→ Document text:
'''

United States Army Air Corps officer (1889–1938)

Colonel Leslie MacDill was a United States Army Air Corps officer. MacDill Air Force Base near Tampa, Florida is named in his honor. Colonel MacDill was one of aviation's early pioneers.

==Biography==

=== Education ===
MacDill was born at Monmouth, Illinois, on 19 February 1889. He graduated from Hanover College in 1909 with an A.B. degree, and from Indiana University in 1911 with an A.M. degree. In 1920, he enrolled at the Massachusetts Institute of Technology where he earned a Doctor of Science in aeronautical engineering in 1922.

=== Military service ===
He was commissioned from civilian life as a second lieutenant, Coast Artillery Corps, on 13 April 1912. He served with the 6th Company, Coast Artillery Corps from 10 December 1912, until his detail in 1914 in the Aviation Section, Signal Corps. Upon completion of his flying training at the Signal Corps Aviation School at San Diego, California, he was rated a Junior Military Aviator on 2 July 1915, which automatically advanced him to the rank of first lieutenant.

He was promoted to captain on 15 May 1917. He commanded a training group assigned to Foggio, Italy in 1917. His second in command was future mayor of New York Fiorello LaGuardia. After World War I, he stayed in the force during peace time, dedicating himself to aviation development.

He advocated for the creation of the Air Corps, predecessor of the Air Force, leading to its creation in 1926. He continued to work for the expansion and funding of the Air Corps through the 1930s until his death. He was promoted to Major on 1 July 1920. He was promoted to lieutenant colonel on 1 August 1935 and to colonel on 26 August 1936.

===Death===
MacDill died as the result of an airplane crash on the morning of 9 November 1938, in Washington D.C. The accident occurred several minutes after his takeoff from Bolling Field in a BC-1 aircraft.

Accounts pieced together from eyewitnesses indicated that something went wrong with the motor. Colonel MacDill first tried to get back to Bolling Field, and then aimed his plane for a narrow space between two houses. The descending plane cut down telephone and power wires, knocked down a pole, clipped off tree limbs, plunged to the ground and burst into flames. MacDill and his mechanic, Private Joseph G. Gloxner, were killed instantly.

'''

→ Entries provided:
'''

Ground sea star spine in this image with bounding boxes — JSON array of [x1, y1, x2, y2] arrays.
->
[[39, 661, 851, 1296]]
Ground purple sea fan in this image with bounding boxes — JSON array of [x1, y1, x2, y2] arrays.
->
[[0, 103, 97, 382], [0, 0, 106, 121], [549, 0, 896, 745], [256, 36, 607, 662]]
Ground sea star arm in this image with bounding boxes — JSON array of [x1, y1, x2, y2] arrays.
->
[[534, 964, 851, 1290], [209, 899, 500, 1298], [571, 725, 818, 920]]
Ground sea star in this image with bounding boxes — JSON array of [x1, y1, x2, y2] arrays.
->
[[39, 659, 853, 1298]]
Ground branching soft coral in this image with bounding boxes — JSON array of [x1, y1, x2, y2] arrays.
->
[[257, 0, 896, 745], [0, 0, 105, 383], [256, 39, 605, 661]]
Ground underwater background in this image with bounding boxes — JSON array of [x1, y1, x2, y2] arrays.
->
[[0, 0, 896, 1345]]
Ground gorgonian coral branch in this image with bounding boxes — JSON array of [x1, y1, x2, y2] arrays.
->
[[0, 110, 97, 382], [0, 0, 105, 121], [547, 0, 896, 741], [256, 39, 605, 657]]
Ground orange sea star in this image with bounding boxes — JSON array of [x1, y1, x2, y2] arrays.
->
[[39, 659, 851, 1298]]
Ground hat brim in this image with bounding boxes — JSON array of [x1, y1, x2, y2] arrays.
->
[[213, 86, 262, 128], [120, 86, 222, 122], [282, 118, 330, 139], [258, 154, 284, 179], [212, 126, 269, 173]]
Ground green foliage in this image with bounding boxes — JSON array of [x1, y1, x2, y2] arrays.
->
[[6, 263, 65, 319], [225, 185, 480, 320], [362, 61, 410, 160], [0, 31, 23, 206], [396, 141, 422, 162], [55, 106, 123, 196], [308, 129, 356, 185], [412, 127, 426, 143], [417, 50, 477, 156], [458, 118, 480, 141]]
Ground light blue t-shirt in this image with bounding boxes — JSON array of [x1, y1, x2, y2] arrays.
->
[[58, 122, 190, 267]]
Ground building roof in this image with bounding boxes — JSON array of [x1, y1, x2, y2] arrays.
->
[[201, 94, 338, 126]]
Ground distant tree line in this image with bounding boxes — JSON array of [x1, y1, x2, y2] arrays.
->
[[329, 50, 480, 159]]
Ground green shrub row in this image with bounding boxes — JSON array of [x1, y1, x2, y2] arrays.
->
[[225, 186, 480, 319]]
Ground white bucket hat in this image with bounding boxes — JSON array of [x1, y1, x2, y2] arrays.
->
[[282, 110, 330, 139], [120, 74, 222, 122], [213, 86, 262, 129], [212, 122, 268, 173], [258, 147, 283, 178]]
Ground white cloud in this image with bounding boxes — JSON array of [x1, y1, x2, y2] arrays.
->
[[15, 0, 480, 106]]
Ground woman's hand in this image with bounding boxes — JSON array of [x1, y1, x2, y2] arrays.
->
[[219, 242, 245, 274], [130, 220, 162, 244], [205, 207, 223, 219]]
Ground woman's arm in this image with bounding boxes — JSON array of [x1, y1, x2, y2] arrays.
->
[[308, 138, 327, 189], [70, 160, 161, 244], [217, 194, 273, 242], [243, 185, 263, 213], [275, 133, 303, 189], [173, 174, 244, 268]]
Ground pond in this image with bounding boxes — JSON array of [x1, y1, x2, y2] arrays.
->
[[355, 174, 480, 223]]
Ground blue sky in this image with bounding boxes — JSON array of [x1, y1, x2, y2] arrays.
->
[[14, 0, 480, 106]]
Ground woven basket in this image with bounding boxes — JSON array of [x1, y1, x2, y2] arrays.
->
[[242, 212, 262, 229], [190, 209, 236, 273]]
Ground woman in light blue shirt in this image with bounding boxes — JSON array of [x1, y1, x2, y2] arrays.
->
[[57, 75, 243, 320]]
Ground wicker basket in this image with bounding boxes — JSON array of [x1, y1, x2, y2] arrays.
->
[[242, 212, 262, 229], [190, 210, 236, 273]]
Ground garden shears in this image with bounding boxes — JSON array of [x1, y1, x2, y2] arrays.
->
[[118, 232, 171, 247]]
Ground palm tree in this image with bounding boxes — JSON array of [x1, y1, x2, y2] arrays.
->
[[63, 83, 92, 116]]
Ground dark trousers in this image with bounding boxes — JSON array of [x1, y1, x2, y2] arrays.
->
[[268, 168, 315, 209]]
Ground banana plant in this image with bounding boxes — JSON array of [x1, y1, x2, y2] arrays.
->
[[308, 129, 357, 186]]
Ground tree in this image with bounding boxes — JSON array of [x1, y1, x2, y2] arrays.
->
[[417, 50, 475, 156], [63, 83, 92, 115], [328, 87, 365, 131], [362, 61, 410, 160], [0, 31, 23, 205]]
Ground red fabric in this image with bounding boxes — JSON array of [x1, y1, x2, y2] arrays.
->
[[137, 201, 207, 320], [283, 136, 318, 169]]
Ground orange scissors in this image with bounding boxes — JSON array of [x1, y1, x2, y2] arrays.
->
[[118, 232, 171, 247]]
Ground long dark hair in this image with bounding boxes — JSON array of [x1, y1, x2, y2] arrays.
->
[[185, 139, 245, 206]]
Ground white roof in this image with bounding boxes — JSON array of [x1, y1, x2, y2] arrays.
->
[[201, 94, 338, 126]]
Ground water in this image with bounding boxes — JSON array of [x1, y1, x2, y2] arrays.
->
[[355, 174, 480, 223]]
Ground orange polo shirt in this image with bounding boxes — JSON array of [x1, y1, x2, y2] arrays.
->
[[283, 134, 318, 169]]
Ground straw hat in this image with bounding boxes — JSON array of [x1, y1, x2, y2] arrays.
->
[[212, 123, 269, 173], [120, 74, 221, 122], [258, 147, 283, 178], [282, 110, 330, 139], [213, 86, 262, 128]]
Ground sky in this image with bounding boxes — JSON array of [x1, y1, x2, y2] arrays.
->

'''

→ Study questions:
[1] Translate this sentence from the MacDill biography into Spanish: "Colonel MacDill was one of aviation's early pioneers."
[2] Rewrite the stretch of the MacDill biography from "He advocated for" through "26 August 1936.", substituting "financing" for "funding".

→ Solutions to the tasks:
[1] El coronel MacDill fue uno de los primeros pioneros de la aviación.

[2]
He advocated for the creation of the Air Corps, predecessor of the Air Force, leading to its creation in 1926. He continued to work for the expansion and financing of the Air Corps through the 1930s until his death. He was promoted to Major on 1 July 1920. He was promoted to lieutenant colonel on 1 August 1935 and to colonel on 26 August 1936.